PAGE.
Modi projected a vision of Delhi as not just world-class, but also appealed to heritage and traditions. Striking a deliberate Kumbh-resonant note, he promised the clean-up of the “holy Yamuna river” and a waterfront that citizens could take pride in. “I had pledged during the election campaign that we will make Yamuna maiyya the identity of Delhi city. I know this work is difficult and will take a long time. No matter how much time is spent, how much energy is used, we will make every effort to serve Ma Yamuna,” he said during the victory celebrations at the party headquarters.
But he was also aware that Delhi’s poor (most such residential colonies showed allegiance to AAP in earlier polls) and middle class had swing voters who needed to be actively wooed back. Studies of the period between the 2019 Lok Sabha election and the 2020 Assembly election estimated that in terms of socio-economic classes, AAP had lost 36 per cent of poor voters to BJP (19 per cent) and Congress (17 per cent). It also lost 23 per cent of middle-class voters, mainly to BJP (11 per cent) and Congress (12 per cent). And it lost 27 per cent of upper-class voters to BJP (11 per cent) and Congress (16 per cent). In his last public rally, Modi drew attention to the Union Budget by Nirmala Sitharaman and its focus on relief to the middle class of the country.
The mascot of BJP’s campaign was Prime Minister Narendra Modi. It was Modi who singularly wrested Delhi from AAP in the Lok Sabha elections of 2019 and 2024. Amit Shah leveraged this to the optimum in the national capital
The move paid off. A delighted Modi put it in his address to party workers on February 8, the day of the result: “The lotus has bloomed, without reserve, in every part of the capital, among every people and community. It has totally swept out a corrupt and scamming government that the people of Delhi do not deserve.” The Modi brand appeal had propelled a virtually faceless, rudderless party in Delhi to an astounding two-third seat win. The result of the Delhi election promises to rock the nation with significant political earthquakes in the run-up to May 2029.
There’s something very doubtful about Rahul Gandhi’s brand of politics and the ideological lens through which he views the world. And the performance of Congress in Delhi brought that home sharply to those who could not grasp this so far.

PROBLEM. Replace "brand of politics" with "style of politics" in the Delhi election text, starting with "There’s something very" and going on through "this so far.", and write out that part.

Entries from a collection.
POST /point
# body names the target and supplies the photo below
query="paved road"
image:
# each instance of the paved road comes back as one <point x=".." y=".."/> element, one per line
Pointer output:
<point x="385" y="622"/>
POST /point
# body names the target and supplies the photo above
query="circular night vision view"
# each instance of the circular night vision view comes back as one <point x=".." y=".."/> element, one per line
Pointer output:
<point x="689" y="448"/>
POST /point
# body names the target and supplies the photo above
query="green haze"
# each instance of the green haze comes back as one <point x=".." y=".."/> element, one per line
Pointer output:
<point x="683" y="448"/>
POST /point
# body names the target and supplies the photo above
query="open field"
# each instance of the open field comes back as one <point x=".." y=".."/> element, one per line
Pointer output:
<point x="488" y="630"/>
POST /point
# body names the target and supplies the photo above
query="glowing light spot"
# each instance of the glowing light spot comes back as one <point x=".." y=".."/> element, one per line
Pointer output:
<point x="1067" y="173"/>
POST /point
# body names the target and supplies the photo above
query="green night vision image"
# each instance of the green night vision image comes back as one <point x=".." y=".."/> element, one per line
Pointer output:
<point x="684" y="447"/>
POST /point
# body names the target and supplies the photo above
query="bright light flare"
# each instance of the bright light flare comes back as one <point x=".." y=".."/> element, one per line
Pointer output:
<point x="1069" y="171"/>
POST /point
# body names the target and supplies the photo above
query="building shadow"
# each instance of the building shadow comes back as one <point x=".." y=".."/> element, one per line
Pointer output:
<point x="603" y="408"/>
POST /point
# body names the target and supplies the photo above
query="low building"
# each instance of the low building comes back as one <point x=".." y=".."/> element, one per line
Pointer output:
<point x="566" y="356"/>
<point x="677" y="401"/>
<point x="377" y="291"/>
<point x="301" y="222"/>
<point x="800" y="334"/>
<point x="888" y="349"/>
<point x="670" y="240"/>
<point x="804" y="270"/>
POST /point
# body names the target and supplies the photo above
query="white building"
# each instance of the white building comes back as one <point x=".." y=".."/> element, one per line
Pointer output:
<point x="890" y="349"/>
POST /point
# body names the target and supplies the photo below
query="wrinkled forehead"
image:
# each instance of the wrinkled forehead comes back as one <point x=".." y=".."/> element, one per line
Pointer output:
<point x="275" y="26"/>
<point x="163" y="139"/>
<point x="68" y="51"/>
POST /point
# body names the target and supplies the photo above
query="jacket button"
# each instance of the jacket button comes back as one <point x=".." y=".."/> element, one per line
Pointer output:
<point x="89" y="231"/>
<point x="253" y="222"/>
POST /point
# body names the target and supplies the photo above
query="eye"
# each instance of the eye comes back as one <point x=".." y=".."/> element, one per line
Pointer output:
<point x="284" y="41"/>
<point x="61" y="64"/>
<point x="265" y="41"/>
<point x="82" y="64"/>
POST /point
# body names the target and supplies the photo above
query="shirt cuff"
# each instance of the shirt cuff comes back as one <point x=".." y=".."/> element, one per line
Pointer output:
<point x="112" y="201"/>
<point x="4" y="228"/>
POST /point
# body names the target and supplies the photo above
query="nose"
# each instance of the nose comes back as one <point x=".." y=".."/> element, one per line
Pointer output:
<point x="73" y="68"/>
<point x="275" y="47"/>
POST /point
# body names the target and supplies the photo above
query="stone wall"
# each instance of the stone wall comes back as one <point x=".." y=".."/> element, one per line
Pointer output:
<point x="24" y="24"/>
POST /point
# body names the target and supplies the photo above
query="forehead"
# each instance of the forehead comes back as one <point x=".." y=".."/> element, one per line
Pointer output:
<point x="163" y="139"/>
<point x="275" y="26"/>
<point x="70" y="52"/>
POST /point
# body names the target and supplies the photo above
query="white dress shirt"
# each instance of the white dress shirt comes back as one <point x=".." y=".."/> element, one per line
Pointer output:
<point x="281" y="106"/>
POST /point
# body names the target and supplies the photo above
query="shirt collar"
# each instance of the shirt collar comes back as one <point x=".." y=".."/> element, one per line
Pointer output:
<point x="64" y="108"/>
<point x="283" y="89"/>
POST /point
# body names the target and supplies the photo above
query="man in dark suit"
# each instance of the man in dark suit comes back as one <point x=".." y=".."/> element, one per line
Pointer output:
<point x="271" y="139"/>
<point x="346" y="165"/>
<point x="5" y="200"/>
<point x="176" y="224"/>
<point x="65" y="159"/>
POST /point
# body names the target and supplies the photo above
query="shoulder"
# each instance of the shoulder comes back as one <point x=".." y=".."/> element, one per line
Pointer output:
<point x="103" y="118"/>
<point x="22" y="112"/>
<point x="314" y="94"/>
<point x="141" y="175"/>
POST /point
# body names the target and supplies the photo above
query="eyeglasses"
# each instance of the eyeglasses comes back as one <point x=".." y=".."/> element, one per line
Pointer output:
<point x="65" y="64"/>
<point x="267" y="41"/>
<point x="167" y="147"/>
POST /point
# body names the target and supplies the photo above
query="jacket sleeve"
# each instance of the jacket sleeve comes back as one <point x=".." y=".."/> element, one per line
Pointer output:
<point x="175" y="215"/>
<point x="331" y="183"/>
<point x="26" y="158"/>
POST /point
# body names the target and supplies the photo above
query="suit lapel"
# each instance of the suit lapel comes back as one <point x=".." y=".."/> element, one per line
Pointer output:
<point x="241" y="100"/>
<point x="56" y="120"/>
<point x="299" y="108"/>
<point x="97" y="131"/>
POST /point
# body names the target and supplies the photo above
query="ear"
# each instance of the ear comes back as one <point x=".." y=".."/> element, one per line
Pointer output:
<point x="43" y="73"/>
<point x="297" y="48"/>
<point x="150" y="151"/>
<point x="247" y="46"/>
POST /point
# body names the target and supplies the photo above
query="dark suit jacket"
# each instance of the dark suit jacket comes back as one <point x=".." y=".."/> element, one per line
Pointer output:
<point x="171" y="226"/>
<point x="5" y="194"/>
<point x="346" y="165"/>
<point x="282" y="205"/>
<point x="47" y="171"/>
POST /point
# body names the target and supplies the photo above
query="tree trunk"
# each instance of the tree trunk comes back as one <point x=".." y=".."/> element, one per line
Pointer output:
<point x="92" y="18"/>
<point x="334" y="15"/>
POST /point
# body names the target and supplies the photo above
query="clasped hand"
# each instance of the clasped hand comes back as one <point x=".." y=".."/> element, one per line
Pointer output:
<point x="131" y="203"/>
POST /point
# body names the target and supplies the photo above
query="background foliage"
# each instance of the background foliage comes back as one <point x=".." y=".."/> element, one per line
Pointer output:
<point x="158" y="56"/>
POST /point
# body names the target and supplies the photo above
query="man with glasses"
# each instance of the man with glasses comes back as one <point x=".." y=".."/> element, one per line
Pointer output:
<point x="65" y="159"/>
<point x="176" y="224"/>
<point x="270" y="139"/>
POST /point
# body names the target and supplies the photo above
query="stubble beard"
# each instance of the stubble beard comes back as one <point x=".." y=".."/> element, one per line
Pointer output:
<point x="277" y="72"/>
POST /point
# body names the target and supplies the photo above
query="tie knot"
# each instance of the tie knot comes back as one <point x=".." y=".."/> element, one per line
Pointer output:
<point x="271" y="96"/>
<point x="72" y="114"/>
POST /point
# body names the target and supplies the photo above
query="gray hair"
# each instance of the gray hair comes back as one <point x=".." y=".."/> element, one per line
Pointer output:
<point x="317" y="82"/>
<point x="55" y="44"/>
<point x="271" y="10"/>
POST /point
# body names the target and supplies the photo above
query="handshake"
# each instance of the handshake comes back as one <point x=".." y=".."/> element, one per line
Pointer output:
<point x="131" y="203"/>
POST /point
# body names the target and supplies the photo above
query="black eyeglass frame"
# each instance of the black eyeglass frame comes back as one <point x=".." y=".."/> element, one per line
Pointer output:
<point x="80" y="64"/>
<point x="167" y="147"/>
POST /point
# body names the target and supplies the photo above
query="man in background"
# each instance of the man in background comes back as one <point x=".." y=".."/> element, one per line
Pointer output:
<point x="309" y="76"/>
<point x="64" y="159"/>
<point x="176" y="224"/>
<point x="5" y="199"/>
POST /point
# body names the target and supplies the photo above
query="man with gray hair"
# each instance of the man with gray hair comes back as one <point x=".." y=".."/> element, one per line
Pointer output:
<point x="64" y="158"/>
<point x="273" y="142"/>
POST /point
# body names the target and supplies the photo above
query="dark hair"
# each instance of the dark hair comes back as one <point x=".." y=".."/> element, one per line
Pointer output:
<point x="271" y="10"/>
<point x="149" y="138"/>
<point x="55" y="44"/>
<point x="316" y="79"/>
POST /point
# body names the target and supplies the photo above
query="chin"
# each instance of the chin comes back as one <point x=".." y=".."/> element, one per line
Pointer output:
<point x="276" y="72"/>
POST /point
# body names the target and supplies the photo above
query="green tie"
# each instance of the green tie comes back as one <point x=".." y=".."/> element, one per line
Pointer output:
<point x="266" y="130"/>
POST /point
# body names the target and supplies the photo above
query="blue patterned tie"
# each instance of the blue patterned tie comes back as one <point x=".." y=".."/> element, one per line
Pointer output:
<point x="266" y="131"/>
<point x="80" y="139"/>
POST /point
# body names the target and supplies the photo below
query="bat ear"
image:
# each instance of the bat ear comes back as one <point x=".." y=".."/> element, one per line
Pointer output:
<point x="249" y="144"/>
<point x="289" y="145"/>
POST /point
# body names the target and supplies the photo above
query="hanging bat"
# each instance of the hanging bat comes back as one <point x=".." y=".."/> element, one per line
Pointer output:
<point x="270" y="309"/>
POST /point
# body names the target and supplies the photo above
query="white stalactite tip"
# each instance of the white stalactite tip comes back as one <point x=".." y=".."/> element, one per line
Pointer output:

WRITTEN SOLUTION.
There’s something very doubtful about Rahul Gandhi’s style of politics and the ideological lens through which he views the world. And the performance of Congress in Delhi brought that home sharply to those who could not grasp this so far.